Written task: Edit the part of the listing that opens at its start and closes with the line containing "box: [613, 184, 656, 208]", both ends included, changing "clicks" to "points" and leaving everything else unchanged. Leave the pictures out of your answer.

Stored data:

::::

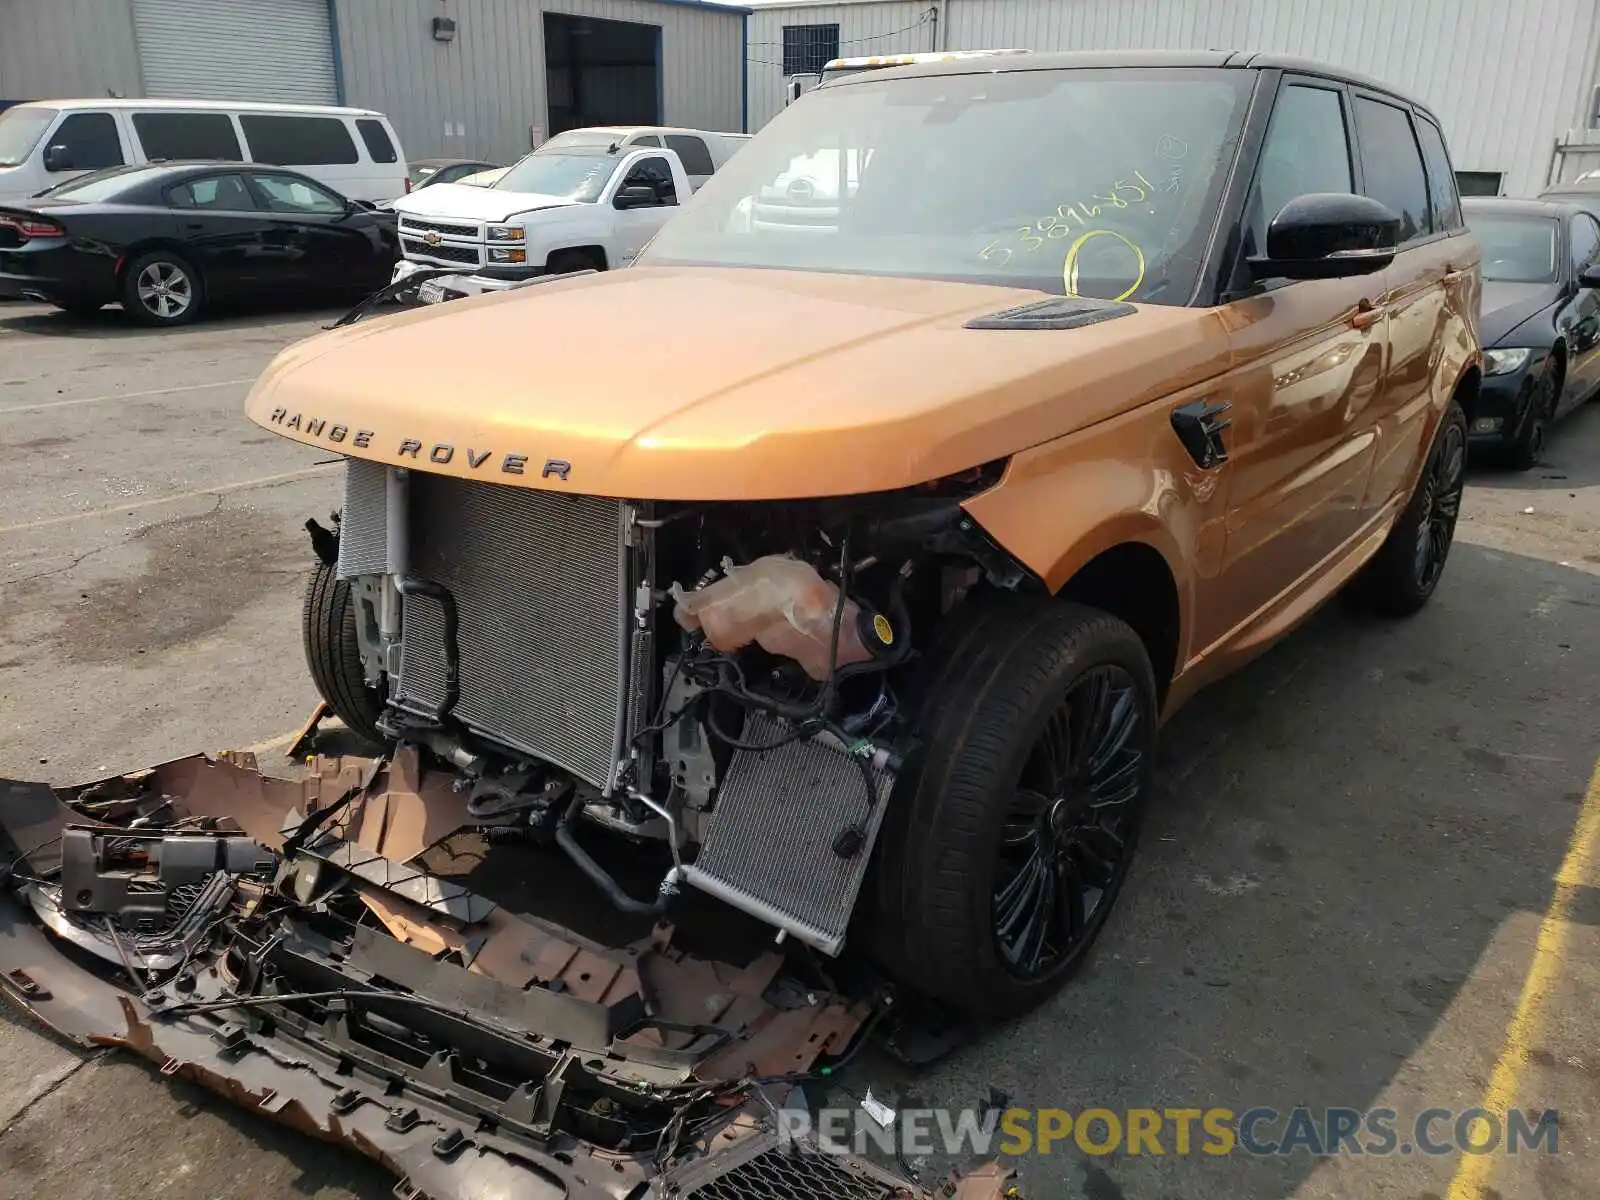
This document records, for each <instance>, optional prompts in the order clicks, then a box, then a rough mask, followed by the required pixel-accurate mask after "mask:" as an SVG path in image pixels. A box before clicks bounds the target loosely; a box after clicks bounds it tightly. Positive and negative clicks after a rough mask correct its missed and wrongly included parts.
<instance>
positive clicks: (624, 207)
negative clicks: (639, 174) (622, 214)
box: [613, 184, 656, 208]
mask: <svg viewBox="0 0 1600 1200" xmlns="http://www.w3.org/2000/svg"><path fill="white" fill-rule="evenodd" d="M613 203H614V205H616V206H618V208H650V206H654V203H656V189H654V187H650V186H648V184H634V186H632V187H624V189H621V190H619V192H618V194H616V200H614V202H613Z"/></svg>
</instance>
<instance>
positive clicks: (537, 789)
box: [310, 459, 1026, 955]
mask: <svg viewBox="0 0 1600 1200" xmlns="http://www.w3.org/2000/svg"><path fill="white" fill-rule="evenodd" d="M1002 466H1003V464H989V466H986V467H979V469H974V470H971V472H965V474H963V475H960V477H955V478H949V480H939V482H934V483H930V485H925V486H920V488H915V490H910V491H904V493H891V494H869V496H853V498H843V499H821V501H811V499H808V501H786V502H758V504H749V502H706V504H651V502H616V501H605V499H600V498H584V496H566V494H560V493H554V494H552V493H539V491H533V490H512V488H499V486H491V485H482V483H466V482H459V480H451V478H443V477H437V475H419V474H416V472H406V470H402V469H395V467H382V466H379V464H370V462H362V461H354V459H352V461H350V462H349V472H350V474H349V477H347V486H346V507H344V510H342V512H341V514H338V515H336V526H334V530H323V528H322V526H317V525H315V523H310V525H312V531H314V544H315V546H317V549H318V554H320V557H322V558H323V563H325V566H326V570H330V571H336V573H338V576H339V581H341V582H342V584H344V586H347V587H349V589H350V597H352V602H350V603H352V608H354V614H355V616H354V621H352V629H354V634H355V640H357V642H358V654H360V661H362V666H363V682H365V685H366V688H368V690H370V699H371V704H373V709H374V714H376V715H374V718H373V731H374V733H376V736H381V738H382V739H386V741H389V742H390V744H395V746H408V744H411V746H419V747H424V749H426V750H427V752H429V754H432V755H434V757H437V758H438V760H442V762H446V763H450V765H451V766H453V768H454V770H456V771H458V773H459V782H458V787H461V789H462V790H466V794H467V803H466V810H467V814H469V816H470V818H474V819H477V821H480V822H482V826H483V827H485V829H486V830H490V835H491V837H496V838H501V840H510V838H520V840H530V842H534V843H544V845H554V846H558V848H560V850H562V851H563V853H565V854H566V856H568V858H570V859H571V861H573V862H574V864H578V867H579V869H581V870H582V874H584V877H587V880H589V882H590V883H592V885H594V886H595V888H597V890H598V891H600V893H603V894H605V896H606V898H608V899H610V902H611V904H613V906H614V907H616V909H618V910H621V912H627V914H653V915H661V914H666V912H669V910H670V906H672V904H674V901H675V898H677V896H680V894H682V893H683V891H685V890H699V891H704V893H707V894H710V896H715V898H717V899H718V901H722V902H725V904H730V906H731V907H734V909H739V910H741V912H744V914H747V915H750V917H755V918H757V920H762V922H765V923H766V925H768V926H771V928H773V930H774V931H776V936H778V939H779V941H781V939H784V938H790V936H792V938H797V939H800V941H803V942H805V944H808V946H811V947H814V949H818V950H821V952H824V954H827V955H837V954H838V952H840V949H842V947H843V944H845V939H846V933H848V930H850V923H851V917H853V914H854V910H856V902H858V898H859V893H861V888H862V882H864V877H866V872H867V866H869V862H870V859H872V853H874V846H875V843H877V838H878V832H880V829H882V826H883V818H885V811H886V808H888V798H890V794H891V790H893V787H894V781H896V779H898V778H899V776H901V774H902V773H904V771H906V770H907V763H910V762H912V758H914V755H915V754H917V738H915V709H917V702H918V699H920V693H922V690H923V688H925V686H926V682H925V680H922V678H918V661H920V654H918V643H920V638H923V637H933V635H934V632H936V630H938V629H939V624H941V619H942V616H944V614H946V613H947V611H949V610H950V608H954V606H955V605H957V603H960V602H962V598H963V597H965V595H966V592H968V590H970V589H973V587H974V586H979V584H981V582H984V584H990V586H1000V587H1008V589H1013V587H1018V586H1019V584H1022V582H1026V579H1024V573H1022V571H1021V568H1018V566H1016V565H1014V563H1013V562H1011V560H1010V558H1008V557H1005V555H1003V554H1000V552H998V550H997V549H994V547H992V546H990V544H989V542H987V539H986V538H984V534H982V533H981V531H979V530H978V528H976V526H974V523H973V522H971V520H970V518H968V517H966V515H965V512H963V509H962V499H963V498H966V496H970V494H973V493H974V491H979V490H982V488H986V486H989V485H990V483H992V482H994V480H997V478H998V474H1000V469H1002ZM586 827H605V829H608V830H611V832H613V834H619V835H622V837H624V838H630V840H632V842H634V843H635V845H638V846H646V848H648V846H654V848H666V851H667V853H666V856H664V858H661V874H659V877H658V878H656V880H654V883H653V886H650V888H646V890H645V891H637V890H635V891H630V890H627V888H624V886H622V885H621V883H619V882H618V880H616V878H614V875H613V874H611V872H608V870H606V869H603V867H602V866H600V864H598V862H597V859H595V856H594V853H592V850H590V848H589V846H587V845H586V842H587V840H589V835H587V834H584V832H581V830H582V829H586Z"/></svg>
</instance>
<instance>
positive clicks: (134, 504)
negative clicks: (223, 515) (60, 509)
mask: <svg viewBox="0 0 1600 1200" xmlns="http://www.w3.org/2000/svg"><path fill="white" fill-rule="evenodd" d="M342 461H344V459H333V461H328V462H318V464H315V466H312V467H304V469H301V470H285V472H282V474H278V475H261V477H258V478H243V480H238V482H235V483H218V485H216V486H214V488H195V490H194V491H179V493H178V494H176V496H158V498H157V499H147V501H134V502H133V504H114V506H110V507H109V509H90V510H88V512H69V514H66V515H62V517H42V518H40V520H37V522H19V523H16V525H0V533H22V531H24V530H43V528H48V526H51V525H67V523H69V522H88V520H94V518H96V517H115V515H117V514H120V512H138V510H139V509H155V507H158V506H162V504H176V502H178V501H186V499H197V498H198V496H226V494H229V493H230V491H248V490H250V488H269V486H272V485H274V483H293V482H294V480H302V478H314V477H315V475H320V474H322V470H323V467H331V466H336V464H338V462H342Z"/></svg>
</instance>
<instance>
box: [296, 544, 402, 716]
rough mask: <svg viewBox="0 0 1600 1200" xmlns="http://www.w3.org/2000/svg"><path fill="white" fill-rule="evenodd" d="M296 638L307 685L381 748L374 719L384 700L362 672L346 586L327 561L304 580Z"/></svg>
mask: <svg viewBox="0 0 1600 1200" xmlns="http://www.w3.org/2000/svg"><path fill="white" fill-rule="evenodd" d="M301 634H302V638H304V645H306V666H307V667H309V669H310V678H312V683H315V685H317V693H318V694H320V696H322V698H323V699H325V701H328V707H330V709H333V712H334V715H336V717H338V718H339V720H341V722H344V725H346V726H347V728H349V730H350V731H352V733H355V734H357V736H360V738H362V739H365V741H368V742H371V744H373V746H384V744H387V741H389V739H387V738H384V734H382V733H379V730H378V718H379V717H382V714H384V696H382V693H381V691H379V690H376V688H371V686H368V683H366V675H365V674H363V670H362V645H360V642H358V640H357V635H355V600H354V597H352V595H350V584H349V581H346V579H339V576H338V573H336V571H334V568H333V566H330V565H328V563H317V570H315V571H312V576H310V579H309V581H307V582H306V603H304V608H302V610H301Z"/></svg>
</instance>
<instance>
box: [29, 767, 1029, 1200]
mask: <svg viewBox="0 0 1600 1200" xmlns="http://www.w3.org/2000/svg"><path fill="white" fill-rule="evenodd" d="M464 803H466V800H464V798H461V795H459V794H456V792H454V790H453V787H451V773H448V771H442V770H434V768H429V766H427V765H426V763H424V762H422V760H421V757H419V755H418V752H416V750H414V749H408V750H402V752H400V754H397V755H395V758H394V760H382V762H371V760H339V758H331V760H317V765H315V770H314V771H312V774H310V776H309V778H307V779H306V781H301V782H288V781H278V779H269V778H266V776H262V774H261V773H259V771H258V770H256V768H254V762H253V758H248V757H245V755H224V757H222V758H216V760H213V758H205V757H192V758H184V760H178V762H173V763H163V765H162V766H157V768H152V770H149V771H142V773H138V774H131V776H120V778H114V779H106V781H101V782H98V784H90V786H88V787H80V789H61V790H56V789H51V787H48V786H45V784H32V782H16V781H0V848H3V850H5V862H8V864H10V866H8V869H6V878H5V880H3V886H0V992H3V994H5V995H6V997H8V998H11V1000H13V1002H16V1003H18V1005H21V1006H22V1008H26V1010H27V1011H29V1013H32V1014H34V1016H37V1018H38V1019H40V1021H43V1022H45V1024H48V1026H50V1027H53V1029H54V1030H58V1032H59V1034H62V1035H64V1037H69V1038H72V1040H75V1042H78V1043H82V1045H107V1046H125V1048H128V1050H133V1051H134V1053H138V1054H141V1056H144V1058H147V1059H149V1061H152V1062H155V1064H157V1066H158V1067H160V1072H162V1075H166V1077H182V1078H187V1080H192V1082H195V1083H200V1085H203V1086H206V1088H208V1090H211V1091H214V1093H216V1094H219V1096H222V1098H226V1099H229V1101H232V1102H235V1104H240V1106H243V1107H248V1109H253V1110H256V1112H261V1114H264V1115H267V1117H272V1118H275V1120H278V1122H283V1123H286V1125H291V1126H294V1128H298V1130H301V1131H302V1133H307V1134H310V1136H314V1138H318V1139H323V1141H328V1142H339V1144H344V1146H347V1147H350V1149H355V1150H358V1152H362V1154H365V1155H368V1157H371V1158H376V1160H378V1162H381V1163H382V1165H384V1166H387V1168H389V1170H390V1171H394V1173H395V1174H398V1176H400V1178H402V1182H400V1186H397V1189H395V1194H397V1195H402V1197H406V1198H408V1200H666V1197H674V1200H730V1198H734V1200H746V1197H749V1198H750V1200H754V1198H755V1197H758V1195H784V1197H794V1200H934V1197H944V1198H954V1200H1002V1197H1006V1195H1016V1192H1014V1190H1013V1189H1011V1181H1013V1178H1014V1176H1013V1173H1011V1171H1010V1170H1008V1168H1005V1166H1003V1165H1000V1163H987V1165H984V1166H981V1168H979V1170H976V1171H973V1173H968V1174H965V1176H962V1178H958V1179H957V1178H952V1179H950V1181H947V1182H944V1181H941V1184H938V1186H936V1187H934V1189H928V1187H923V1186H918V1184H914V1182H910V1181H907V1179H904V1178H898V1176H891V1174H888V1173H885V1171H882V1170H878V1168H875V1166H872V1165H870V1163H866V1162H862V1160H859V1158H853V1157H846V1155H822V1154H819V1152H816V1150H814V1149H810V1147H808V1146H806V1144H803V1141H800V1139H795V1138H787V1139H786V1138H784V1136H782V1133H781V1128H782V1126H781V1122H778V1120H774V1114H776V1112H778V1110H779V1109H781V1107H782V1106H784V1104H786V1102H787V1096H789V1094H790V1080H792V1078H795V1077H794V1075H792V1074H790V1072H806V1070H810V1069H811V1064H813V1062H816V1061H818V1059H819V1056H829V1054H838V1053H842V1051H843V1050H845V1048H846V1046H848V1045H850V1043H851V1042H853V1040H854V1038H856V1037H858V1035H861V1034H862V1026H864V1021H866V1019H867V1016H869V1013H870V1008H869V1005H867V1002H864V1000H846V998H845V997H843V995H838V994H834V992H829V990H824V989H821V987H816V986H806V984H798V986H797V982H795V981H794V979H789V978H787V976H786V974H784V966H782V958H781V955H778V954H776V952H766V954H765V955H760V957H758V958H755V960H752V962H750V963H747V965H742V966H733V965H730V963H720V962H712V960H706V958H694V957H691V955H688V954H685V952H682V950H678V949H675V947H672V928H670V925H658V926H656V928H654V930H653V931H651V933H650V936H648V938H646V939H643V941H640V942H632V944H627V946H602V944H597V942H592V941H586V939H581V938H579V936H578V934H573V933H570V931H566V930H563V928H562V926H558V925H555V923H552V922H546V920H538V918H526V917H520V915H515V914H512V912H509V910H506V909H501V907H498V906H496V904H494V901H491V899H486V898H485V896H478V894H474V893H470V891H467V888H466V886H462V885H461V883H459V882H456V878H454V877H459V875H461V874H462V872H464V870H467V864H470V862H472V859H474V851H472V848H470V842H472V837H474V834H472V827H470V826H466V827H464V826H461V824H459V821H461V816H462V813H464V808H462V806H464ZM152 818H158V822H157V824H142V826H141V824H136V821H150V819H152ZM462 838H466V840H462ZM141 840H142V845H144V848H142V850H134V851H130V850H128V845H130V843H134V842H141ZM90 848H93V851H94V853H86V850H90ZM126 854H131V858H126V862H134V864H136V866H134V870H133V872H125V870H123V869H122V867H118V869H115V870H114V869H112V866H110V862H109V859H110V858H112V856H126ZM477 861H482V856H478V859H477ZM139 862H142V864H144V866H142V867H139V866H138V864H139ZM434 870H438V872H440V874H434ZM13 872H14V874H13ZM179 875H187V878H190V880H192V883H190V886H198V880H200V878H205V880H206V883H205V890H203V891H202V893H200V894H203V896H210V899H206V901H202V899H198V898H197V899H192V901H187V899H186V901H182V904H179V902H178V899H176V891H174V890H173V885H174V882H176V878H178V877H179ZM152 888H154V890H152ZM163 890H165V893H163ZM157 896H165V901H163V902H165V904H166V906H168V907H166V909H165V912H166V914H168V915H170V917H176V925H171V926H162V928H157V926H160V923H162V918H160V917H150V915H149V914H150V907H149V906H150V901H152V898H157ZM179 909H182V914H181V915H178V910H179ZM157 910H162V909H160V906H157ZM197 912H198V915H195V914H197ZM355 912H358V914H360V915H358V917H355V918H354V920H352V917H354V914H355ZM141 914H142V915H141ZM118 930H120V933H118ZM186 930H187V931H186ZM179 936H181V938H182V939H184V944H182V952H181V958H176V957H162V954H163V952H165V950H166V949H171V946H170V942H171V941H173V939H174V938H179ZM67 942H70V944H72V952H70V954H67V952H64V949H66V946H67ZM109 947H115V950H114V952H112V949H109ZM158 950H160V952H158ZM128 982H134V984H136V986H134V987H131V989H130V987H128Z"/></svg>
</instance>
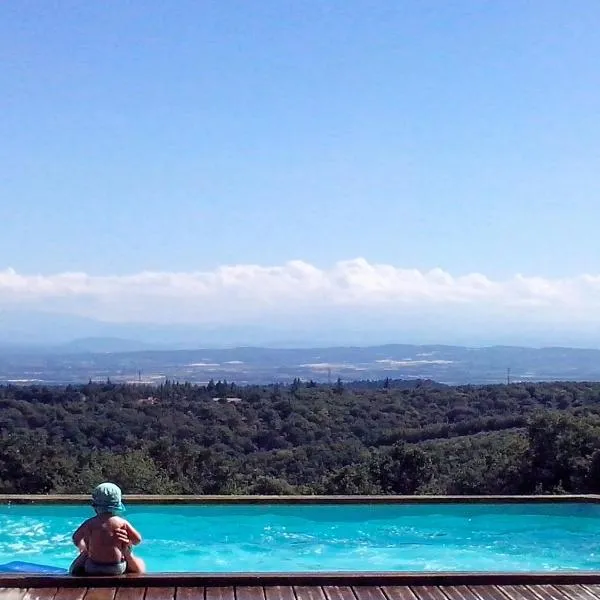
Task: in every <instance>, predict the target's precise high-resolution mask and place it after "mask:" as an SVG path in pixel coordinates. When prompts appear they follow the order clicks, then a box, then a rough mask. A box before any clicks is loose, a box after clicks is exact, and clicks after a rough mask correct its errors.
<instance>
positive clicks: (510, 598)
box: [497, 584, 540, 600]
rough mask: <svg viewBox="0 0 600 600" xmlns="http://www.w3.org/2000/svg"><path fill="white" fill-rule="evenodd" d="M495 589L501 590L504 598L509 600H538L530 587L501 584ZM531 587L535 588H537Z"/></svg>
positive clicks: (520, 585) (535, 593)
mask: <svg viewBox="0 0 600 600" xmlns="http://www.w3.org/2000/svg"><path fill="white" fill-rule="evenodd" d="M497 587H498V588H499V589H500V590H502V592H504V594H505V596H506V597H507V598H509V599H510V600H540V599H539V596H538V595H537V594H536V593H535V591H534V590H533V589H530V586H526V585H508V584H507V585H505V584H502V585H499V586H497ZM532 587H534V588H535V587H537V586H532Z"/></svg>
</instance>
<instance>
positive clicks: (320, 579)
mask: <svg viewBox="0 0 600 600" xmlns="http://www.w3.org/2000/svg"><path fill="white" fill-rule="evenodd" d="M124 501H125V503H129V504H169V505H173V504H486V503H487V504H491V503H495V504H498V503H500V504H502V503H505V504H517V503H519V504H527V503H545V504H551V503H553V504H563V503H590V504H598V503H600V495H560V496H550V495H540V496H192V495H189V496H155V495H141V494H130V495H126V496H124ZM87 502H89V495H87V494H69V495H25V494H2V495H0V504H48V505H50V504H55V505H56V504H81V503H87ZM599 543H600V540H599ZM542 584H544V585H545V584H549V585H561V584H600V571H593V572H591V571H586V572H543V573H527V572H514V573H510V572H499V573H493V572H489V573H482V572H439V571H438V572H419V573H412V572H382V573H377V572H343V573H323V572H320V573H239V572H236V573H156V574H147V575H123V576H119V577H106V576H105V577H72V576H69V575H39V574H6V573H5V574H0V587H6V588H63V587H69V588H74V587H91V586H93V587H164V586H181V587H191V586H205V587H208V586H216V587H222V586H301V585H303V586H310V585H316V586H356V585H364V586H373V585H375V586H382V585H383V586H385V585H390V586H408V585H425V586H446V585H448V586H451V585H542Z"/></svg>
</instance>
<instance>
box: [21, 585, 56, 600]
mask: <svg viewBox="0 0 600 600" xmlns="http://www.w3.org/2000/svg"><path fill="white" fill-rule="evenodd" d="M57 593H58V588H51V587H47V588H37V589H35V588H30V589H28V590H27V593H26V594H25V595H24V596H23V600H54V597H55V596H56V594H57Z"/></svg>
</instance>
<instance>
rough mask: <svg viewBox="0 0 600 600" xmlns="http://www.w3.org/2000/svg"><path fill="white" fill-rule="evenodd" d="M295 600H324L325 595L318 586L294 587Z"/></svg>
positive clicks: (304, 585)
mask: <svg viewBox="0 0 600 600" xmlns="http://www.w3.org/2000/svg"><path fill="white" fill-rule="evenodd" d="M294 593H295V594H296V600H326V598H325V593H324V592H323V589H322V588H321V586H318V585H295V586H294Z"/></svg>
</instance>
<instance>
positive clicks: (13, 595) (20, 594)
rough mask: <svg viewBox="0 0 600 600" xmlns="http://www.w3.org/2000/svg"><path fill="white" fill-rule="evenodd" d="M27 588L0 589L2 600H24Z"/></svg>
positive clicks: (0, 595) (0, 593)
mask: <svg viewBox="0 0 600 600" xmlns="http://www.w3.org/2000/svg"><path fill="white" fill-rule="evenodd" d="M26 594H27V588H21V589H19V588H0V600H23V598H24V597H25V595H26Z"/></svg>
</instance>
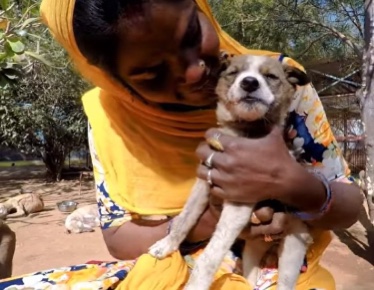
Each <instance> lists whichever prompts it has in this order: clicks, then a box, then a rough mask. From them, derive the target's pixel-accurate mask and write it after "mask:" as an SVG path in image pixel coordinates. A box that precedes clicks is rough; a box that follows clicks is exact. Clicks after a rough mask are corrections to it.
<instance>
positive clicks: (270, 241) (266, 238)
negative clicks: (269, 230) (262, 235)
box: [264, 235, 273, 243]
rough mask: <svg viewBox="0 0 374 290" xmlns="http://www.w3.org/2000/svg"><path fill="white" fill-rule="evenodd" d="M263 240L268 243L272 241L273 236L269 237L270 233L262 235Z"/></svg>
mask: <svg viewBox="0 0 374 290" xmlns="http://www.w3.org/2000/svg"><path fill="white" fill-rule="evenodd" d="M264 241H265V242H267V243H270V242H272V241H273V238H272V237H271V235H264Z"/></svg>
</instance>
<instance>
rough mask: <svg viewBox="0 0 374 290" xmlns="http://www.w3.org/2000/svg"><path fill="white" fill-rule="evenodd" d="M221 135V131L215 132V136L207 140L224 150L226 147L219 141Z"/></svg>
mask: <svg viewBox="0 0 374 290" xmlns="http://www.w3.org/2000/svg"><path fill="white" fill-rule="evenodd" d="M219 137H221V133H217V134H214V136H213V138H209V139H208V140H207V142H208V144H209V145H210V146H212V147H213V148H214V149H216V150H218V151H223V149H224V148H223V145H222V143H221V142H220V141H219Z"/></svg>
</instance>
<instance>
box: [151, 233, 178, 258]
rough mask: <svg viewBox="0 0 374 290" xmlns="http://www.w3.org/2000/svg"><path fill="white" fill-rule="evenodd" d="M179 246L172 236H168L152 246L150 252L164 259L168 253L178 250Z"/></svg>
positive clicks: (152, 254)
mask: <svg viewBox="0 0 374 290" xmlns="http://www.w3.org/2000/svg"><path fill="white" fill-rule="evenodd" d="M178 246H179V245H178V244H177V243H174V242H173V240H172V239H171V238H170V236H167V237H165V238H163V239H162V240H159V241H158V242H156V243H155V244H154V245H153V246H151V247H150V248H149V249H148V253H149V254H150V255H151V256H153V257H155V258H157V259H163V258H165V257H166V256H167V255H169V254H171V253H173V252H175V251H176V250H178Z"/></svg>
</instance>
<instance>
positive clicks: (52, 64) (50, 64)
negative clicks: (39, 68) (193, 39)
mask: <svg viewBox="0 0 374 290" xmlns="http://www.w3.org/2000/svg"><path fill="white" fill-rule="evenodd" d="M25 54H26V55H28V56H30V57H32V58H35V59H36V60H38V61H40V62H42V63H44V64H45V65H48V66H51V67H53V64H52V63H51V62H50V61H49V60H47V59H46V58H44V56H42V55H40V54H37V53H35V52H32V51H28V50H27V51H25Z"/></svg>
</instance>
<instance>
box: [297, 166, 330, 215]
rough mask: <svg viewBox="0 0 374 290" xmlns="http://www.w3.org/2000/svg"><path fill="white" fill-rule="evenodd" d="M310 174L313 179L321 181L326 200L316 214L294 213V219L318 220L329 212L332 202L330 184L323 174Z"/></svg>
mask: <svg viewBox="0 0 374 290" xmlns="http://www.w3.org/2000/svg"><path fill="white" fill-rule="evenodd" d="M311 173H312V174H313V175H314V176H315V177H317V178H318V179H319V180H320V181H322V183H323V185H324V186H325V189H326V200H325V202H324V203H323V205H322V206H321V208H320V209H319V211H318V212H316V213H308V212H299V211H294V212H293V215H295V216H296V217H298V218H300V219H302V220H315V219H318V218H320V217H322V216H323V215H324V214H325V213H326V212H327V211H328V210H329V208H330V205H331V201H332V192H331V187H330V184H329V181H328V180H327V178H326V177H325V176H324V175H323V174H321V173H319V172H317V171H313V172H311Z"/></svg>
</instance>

::::

Solution to this problem:
This document records, for each <instance>, optional prompts in the order points, then a box, then a rough mask, followed by the required pixel-accurate mask after "mask:" as an SVG path in image pixels. A box before points bounds the target loosely; a box after points bounds it tightly. Positive and negative points after a rough mask correct its missed and wrongly included parts.
<instance>
positive points: (624, 207)
negative points: (639, 174) (622, 214)
box: [613, 184, 656, 208]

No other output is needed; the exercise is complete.